— EXERCISE DESCRIPTION —
Repeat the data below word for word.
EXERCISE MATERIAL below:
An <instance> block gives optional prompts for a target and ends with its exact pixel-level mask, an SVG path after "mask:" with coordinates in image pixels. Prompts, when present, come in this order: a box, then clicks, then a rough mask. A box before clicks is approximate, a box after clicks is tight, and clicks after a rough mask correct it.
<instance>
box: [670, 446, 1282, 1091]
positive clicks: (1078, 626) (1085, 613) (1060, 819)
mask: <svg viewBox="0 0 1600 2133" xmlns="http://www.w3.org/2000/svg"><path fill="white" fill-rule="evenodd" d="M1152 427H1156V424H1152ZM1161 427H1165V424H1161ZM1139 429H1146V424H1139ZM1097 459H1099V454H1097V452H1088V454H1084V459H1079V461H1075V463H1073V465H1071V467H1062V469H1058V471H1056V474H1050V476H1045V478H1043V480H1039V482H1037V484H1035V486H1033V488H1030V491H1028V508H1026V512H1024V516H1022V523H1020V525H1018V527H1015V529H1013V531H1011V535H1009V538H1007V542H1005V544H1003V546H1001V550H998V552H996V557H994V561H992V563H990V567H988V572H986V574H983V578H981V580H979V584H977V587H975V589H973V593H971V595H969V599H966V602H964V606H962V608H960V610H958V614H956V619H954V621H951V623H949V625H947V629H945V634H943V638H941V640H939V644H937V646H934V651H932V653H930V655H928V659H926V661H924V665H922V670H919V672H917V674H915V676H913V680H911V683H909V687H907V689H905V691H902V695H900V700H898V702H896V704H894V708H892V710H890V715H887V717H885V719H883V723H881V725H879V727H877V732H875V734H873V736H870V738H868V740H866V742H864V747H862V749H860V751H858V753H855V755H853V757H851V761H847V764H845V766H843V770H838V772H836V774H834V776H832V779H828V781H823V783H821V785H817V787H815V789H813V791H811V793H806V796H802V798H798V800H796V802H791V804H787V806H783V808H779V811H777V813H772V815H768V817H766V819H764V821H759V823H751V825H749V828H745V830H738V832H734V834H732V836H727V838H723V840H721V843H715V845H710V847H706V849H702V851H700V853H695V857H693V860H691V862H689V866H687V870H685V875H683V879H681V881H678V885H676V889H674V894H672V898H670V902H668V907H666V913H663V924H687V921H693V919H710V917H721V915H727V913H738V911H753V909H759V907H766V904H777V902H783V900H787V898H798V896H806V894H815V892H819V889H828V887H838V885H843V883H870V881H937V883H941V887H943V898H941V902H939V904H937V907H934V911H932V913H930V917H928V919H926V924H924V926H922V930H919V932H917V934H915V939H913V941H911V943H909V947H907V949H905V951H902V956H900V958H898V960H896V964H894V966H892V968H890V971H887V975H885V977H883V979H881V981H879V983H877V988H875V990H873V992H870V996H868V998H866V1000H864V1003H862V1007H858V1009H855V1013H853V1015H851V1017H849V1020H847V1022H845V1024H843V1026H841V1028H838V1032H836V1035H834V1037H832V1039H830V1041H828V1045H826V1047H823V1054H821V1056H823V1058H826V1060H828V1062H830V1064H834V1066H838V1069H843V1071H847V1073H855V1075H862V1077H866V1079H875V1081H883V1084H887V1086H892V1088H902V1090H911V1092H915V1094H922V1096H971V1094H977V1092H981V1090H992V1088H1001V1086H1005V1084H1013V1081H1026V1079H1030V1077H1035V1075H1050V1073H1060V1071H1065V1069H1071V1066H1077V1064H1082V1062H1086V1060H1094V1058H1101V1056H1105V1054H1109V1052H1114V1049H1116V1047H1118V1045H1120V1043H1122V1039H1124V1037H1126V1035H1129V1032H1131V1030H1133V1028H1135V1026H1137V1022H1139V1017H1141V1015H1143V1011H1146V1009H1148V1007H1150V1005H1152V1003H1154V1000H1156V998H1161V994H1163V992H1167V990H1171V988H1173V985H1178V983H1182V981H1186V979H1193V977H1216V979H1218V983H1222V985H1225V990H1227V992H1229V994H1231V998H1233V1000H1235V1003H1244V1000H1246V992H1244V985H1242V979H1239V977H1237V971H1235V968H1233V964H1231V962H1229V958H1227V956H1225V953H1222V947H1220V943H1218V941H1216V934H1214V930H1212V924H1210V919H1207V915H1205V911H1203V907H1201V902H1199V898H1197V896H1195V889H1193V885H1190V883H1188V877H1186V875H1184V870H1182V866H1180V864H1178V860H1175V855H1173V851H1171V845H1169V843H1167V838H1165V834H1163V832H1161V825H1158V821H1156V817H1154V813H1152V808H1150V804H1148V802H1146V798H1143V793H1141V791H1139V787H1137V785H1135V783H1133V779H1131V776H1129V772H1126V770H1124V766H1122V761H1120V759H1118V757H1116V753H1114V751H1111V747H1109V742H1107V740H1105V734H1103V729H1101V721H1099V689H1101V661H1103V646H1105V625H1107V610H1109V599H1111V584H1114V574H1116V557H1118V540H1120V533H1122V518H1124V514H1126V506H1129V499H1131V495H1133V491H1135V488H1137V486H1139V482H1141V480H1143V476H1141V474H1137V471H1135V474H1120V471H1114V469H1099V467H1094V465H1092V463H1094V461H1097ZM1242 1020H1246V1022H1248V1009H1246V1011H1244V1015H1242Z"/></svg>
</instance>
End of EXERCISE MATERIAL.
— ANSWER FOR THE TASK —
An <instance> block gives optional prompts for a target and ends with its exact pixel-level mask, an SVG path after "mask:" with coordinates in image pixels. Prompts, when present, come in this order: a box, then clicks, then a rough mask. A box before clicks is approximate, a box after clicks is tight, and clicks after a rough mask correct it.
<instance>
box: [670, 446, 1282, 1091]
positive clicks: (1078, 626) (1085, 613) (1060, 819)
mask: <svg viewBox="0 0 1600 2133" xmlns="http://www.w3.org/2000/svg"><path fill="white" fill-rule="evenodd" d="M1152 427H1156V424H1152ZM1161 427H1165V424H1161ZM1139 429H1146V424H1139ZM1097 459H1099V454H1097V452H1088V454H1084V459H1079V461H1075V463H1073V465H1071V467H1062V469H1058V471H1056V474H1050V476H1045V478H1043V480H1039V482H1037V484H1035V486H1033V488H1030V491H1028V508H1026V512H1024V516H1022V523H1020V525H1018V527H1015V529H1013V531H1011V535H1009V538H1007V542H1005V544H1003V546H1001V550H998V552H996V557H994V561H992V563H990V567H988V572H986V574H983V578H981V580H979V584H977V587H975V589H973V593H971V595H969V599H966V602H964V606H962V608H960V610H958V614H956V619H954V621H951V623H949V625H947V629H945V634H943V638H941V640H939V644H937V646H934V651H932V653H930V655H928V659H926V661H924V665H922V670H919V672H917V674H915V676H913V680H911V683H909V687H907V689H905V691H902V695H900V700H898V702H896V704H894V708H892V710H890V715H887V717H885V719H883V723H881V725H879V727H877V732H875V734H873V736H870V738H868V740H866V742H864V747H862V749H860V751H858V753H855V755H853V757H851V761H847V764H845V766H843V770H838V772H836V774H834V776H832V779H828V781H823V783H821V785H817V787H815V789H813V791H811V793H806V796H802V798H798V800H796V802H791V804H787V806H783V808H779V811H777V813H772V815H768V817H766V819H764V821H759V823H751V825H749V828H745V830H738V832H734V834H732V836H727V838H723V840H721V843H715V845H710V847H706V849H702V851H700V853H695V857H693V860H691V862H689V866H687V870H685V875H683V879H681V881H678V885H676V889H674V894H672V898H670V902H668V907H666V913H663V924H687V921H693V919H710V917H721V915H727V913H738V911H753V909H759V907H766V904H777V902H783V900H787V898H798V896H806V894H815V892H819V889H828V887H838V885H843V883H870V881H937V883H941V887H943V898H941V902H939V904H937V907H934V911H932V913H930V917H928V919H926V924H924V926H922V930H919V932H917V934H915V939H913V941H911V943H909V947H907V949H905V951H902V956H900V958H898V960H896V964H894V966H892V968H890V971H887V975H885V977H883V979H881V981H879V983H877V988H875V990H873V992H870V996H868V998H866V1000H864V1003H862V1007H858V1009H855V1013H853V1015H851V1017H849V1020H847V1022H845V1024H843V1026H841V1028H838V1032H836V1035H834V1037H832V1039H830V1041H828V1045H826V1047H823V1054H821V1056H823V1058H826V1060H828V1062H830V1064H834V1066H838V1069H843V1071H847V1073H855V1075H862V1077H866V1079H875V1081H883V1084H887V1086H892V1088H902V1090H911V1092H915V1094H922V1096H971V1094H977V1092H981V1090H992V1088H1001V1086H1005V1084H1013V1081H1026V1079H1030V1077H1035V1075H1050V1073H1060V1071H1065V1069H1071V1066H1077V1064H1082V1062H1086V1060H1094V1058H1101V1056H1105V1054H1109V1052H1114V1049H1116V1047H1118V1045H1120V1043H1122V1039H1124V1037H1126V1035H1129V1032H1131V1030H1133V1028H1135V1026H1137V1022H1139V1017H1141V1015H1143V1011H1146V1009H1148V1007H1150V1005H1152V1003H1154V1000H1156V998H1161V994H1163V992H1167V990H1171V988H1173V985H1178V983H1182V981H1186V979H1193V977H1216V979H1218V983H1222V985H1225V990H1227V992H1229V994H1231V998H1233V1000H1235V1003H1244V1000H1246V992H1244V985H1242V979H1239V977H1237V971H1235V968H1233V964H1231V962H1229V958H1227V956H1225V953H1222V947H1220V943H1218V941H1216V934H1214V930H1212V924H1210V919H1207V915H1205V911H1203V907H1201V902H1199V898H1197V896H1195V889H1193V885H1190V883H1188V877H1186V875H1184V870H1182V866H1180V864H1178V860H1175V855H1173V851H1171V845H1169V843H1167V838H1165V834H1163V832H1161V825H1158V821H1156V817H1154V813H1152V808H1150V804H1148V802H1146V798H1143V793H1141V791H1139V787H1137V785H1135V783H1133V779H1131V776H1129V772H1126V770H1124V766H1122V761H1120V759H1118V757H1116V753H1114V751H1111V747H1109V742H1107V740H1105V734H1103V729H1101V721H1099V689H1101V661H1103V646H1105V625H1107V610H1109V599H1111V584H1114V574H1116V557H1118V540H1120V533H1122V518H1124V514H1126V506H1129V499H1131V495H1133V491H1135V488H1137V486H1139V482H1141V480H1143V476H1141V474H1137V471H1135V474H1120V471H1114V469H1099V467H1094V465H1092V463H1094V461H1097ZM1242 1020H1246V1022H1248V1009H1246V1011H1244V1015H1242Z"/></svg>
</instance>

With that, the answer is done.